╔══

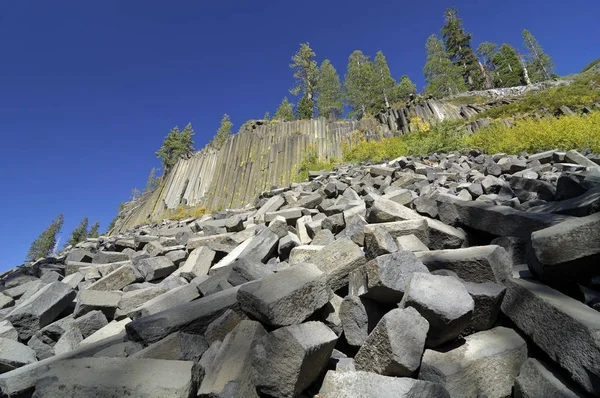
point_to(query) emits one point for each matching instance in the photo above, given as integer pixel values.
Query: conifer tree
(443, 77)
(330, 102)
(175, 146)
(79, 234)
(384, 82)
(44, 244)
(539, 64)
(223, 132)
(94, 230)
(305, 109)
(405, 88)
(306, 74)
(458, 46)
(152, 181)
(285, 111)
(359, 84)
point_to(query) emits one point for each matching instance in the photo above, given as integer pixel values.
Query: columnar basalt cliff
(263, 155)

╚══

### Assigned task
With the pictures removed, return the full listing exactly as given.

### Response to this exercise
point_to(query) emits one point for each matching instance in the photo above, given as integer pixel values.
Query: conifer tree
(443, 77)
(330, 102)
(175, 146)
(79, 234)
(384, 82)
(44, 244)
(539, 64)
(223, 132)
(94, 230)
(305, 109)
(405, 88)
(306, 74)
(458, 46)
(152, 181)
(285, 111)
(359, 84)
point_to(query) emits one point for each matching instance in the photo above, given as integer pixel values.
Query: columnar basalt cliff
(263, 155)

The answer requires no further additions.